**WHAT YOU HAVE TO DO:**
Copy out only the span from the line with "wine glass with" to the end of the data, both ends kept, word for word.

DATA TO PROCESS section start

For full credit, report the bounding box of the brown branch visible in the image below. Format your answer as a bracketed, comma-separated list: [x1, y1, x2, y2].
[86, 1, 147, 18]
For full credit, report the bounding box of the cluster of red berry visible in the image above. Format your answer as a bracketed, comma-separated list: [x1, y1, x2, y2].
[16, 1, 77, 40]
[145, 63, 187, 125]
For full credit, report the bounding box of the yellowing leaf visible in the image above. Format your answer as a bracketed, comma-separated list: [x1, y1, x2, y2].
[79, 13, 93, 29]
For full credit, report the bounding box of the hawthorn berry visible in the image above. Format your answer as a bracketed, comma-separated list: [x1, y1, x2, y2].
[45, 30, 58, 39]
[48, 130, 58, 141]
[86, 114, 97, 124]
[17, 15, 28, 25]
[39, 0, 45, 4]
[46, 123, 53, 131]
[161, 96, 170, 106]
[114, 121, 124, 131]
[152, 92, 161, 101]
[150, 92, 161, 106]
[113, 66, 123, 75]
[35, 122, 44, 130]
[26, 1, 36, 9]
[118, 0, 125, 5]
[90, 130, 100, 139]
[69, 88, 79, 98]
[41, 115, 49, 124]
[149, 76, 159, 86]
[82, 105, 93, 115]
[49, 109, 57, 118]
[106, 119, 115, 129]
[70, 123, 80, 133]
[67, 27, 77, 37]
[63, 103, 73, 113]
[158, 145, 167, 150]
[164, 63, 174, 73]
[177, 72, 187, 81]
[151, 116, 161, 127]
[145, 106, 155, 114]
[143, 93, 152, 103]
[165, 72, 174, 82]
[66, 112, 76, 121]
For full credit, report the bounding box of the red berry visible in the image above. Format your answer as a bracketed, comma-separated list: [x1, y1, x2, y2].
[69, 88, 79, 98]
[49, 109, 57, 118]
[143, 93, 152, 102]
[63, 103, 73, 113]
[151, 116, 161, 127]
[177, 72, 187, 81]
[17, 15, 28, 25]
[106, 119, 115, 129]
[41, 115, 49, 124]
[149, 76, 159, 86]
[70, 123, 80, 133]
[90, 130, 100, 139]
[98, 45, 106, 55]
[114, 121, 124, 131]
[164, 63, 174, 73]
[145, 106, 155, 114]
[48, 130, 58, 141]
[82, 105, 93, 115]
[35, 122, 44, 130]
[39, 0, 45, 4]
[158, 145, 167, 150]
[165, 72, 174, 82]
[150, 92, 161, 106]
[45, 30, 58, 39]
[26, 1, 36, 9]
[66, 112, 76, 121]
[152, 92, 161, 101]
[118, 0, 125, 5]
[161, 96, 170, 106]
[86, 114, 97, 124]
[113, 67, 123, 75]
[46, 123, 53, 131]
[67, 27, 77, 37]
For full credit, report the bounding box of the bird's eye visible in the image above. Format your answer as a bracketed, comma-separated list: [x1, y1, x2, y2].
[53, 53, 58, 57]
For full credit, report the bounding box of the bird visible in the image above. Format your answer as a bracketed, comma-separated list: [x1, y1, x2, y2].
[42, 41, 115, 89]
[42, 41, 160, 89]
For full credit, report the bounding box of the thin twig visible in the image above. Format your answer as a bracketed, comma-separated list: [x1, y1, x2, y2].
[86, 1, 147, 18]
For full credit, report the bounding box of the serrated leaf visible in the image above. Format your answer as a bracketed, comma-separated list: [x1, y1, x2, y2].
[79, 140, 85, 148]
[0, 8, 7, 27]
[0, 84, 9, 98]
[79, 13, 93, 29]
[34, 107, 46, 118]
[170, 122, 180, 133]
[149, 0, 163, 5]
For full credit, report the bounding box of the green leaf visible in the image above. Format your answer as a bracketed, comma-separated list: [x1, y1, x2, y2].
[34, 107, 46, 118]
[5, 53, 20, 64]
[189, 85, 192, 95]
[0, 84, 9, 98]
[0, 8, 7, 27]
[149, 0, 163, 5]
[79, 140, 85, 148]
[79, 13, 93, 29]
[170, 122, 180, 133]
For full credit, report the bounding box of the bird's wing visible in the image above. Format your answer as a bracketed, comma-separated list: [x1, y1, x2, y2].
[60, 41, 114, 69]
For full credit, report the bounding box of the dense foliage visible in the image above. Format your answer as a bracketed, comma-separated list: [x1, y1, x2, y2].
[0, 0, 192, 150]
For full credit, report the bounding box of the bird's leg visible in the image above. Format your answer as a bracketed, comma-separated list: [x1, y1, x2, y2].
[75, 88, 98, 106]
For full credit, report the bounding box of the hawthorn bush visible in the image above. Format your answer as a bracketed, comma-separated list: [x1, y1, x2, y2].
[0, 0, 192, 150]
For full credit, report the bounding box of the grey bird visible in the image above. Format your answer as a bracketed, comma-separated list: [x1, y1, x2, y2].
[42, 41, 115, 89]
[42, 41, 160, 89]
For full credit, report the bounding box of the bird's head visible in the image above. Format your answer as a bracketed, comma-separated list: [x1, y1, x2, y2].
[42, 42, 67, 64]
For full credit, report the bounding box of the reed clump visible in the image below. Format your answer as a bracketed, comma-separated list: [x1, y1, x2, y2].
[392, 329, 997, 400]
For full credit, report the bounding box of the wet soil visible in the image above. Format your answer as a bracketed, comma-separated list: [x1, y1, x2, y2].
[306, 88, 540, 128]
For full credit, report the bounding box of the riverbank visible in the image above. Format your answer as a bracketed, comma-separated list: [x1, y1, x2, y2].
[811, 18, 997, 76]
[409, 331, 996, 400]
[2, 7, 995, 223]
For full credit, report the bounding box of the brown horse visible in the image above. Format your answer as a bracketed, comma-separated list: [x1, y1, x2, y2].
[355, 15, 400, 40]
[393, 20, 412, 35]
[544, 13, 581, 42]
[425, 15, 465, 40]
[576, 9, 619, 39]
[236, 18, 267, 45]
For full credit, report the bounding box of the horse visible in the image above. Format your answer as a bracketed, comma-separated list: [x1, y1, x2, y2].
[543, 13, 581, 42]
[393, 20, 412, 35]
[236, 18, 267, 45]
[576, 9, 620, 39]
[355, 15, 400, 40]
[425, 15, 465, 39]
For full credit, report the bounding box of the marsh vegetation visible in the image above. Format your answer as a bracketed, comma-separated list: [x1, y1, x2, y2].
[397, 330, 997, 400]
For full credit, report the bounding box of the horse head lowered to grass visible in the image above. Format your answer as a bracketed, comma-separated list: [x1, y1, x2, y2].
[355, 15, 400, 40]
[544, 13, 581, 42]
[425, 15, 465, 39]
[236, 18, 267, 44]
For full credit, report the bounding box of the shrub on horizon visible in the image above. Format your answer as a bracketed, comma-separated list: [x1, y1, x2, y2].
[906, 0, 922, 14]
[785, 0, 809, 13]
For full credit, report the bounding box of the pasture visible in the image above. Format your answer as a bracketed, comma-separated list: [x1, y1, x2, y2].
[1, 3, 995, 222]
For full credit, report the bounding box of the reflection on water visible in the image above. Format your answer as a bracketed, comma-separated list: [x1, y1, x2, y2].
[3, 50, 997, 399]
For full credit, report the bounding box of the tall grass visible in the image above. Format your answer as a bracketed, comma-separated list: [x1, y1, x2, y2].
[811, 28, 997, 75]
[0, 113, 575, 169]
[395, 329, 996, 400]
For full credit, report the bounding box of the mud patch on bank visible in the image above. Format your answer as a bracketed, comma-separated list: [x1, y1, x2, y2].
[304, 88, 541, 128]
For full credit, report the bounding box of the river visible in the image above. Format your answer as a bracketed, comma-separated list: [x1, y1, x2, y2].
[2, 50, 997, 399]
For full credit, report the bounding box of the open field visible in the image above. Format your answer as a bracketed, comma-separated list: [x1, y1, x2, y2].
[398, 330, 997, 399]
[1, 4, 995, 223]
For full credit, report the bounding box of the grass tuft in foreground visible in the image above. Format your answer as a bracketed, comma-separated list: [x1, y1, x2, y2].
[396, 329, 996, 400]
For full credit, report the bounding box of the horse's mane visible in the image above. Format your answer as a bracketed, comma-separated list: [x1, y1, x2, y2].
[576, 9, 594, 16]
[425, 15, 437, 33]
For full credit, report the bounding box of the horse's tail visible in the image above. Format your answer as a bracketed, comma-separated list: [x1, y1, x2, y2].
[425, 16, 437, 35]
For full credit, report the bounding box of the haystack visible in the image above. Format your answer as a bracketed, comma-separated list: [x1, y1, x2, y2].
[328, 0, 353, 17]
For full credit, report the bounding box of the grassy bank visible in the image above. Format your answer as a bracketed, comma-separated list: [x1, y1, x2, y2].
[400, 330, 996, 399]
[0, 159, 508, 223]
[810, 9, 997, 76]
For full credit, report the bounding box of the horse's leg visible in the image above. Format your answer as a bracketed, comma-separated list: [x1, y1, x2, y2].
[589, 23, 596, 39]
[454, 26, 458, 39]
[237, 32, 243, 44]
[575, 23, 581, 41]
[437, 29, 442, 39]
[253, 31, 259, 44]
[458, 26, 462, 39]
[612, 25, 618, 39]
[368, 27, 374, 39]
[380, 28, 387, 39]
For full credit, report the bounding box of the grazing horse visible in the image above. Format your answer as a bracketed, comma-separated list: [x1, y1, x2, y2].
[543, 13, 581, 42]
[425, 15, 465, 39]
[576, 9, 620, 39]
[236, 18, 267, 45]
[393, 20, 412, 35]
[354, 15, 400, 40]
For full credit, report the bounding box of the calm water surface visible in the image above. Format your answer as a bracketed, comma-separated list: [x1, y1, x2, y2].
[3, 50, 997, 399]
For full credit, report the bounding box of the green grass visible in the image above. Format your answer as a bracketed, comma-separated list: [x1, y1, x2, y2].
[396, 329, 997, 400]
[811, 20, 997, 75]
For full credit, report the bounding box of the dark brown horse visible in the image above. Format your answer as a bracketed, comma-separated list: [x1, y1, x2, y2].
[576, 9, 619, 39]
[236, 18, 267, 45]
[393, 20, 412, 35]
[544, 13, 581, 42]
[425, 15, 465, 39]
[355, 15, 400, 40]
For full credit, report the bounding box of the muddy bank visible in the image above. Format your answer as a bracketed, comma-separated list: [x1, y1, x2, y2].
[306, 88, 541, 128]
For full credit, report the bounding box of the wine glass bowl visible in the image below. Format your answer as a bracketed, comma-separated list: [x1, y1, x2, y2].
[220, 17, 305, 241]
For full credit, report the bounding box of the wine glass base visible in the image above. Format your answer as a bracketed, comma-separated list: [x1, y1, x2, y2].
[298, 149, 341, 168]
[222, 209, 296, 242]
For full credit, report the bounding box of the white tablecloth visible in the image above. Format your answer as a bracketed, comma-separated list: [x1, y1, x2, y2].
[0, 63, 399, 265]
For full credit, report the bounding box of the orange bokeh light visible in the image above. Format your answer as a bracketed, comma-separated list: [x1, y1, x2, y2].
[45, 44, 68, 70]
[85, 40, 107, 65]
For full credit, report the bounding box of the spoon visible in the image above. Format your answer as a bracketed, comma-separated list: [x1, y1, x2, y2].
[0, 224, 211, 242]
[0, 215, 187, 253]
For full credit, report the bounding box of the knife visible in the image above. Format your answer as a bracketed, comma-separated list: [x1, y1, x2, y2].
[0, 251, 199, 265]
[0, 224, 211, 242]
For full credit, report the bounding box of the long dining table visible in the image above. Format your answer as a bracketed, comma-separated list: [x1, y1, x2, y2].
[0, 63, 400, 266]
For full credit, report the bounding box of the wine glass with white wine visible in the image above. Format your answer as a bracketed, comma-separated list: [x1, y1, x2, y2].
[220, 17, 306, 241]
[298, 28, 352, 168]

DATA TO PROCESS section end

**RESPONSE TO THE TASK:**
For full credit, report the bounding box of the wine glass with white wine visible in the image above. Format your answer as a bracketed, comma-separated list: [x1, y1, x2, y2].
[220, 17, 306, 241]
[298, 28, 352, 168]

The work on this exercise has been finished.